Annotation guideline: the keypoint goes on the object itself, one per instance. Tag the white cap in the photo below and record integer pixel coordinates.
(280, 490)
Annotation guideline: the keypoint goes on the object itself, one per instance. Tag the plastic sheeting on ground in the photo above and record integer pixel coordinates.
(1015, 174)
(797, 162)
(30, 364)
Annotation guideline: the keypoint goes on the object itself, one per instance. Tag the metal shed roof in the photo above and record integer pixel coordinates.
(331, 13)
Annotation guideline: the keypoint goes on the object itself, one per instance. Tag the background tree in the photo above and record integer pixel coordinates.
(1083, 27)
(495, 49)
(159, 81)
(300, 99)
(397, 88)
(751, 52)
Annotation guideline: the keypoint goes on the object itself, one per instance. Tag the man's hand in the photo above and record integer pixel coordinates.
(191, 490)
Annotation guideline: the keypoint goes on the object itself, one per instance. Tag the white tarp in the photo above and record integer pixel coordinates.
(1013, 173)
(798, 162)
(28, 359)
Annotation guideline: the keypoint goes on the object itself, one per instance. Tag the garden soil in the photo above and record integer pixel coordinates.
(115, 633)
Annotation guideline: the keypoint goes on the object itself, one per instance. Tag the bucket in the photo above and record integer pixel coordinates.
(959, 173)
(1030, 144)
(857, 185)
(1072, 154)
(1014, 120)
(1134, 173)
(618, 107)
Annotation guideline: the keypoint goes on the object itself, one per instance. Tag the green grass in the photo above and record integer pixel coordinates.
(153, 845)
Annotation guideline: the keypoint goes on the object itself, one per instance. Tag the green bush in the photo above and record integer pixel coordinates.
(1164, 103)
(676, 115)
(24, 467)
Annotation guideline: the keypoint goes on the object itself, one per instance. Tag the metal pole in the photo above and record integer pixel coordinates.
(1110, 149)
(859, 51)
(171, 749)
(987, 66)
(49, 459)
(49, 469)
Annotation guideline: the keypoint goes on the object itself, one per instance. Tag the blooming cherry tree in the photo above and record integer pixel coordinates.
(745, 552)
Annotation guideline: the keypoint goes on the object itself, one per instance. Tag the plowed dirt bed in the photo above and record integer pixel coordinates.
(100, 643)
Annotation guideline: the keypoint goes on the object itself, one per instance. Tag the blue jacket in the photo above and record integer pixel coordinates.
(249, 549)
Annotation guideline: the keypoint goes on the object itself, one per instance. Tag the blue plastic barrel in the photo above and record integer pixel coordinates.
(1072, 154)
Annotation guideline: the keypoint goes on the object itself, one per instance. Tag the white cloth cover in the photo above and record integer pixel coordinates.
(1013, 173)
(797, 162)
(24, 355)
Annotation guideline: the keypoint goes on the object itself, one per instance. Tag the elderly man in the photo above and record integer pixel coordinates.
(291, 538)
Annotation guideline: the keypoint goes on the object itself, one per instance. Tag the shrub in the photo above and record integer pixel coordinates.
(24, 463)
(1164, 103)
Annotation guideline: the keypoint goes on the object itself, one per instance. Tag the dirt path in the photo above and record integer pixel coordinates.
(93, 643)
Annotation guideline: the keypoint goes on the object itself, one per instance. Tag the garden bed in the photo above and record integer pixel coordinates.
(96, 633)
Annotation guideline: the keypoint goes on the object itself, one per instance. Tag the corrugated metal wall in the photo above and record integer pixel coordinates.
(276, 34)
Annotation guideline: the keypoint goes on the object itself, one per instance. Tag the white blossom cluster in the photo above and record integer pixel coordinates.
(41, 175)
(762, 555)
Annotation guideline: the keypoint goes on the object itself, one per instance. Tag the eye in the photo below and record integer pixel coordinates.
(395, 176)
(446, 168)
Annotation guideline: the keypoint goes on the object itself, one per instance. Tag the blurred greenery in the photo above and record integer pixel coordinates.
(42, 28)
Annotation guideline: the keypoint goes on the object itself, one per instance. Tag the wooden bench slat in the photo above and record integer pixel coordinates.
--- --- ---
### EXERCISE:
An exact copy of all the entries is the required answer.

### WRITTEN ANSWER:
Annotation guideline: the keypoint goes on the object itself, one per instance. Tag the white cap in the photo below and record integer pixel coordinates.
(280, 490)
Annotation guideline: the keypoint goes on the object itself, one per instance. Tag the plastic sheeting on ground in the photo above and record integer pixel coordinates.
(1015, 174)
(797, 162)
(30, 364)
Annotation guideline: the keypoint goes on the object itself, one per instance. Tag the metal shed roof in the photo above and record integer pixel coordinates.
(331, 13)
Annotation guideline: the keypoint goes on the object itself, one per instance. Tag the background tree in the photo above and record integer pixel coordinates.
(1083, 27)
(495, 49)
(159, 81)
(300, 99)
(397, 88)
(751, 52)
Annotation guideline: the keypoint goes on the object itself, one per instance. Tag the man's hand in the photo above and record integer pixel coordinates.
(191, 490)
Annotation guideline: the keypoint goes on the object itself, one per instance. Tag the white tarp in the photo above and record integer pixel coordinates.
(1013, 173)
(798, 162)
(28, 359)
Annotation guideline: the keypoint goes on the object itself, one per instance. Tag the garden soil in the photo above and record integer pixel coordinates.
(115, 633)
Annotation guideline: the keypoint goes on the object itself, one per instance. Tag the bucket in the photo above and record integer pixel coordinates.
(959, 173)
(1030, 144)
(857, 185)
(1072, 154)
(1014, 120)
(1134, 173)
(618, 107)
Annotation guideline: the keypoint goes on the object itself, one per instance. Tag the green grass in the photo above and record integer pixel coordinates.
(153, 845)
Annotation guideline: the keypoint goes on the object itself, one per instance. Tag the green bush in the photo above and record integer pixel coordinates.
(1164, 103)
(676, 115)
(24, 467)
Annotation guideline: the keypoint goes on the object itself, one per instance. Tag the metal pole in the photo above and record integer pixel coordinates.
(1110, 149)
(859, 51)
(171, 749)
(987, 66)
(49, 459)
(49, 469)
Annotation guideline: the keypoint goes on the object itself, one per instance. Tag the blooming cherry tree in the photo above and record integer pixel coordinates.
(745, 552)
Annotation guideline: the keypoint goes on the object itself, one per instance. Tag the plowed dirt bed in the photo above and record integer pixel coordinates.
(100, 643)
Annotation guideline: the keypoint goes on the object itself, one per instance. Tag the blue jacket in the photo above and record integer pixel coordinates.
(249, 549)
Annotation guideline: the keypoint goes on the object itself, one per instance. Tag the blue plastic barrel in the photo above and record integer pixel coordinates.
(1072, 154)
Annotation guideline: the keypoint goes on the object itself, one per instance. Tag the white cloth cover in the photo above and record integer pixel coordinates.
(1013, 173)
(797, 162)
(24, 355)
Annotation guideline: the keypoint goes on the object itself, one per instance. Tag the elderly man in the photo above and record integer pixel coordinates.
(291, 538)
Annotation guideline: the keypoint goes on the object itself, one per instance. Tag the shrub in the photo above and record integer pixel coordinates.
(24, 463)
(1164, 103)
Annotation guideline: the keypoint goes on the object itself, one per instance. Tag the dirt path in the photo above and record integer pixel coordinates.
(93, 643)
Annotation guideline: the keypoint goes on the object itself, one per instance. Tag the garden bed in the photo above and record integer pixel coordinates.
(96, 633)
Annotation guideline: the keypoint goes on the object itself, one per instance. Tag the corrugated metal wall in the photo above and record integer pixel coordinates.
(276, 34)
Annotation guideline: the keypoint goes on the object itself, one per instance. Tag the white blossom cluster in the photo above and record integer pixel coordinates.
(41, 175)
(762, 555)
Annotation guideline: the keypoint goes on the object itself, one per instance. Tag the eye in the photo below and record integer pixel coordinates.
(395, 176)
(446, 168)
Annotation guideline: the keypoint goes on the object itself, one per instance. Tag the blurred greenery in the photo above and record integer pixel coordinates.
(42, 28)
Annotation guideline: the keypoint goes on the object itself, one per instance. Tag the wooden bench slat in the photo above and record integer pixel coordinates.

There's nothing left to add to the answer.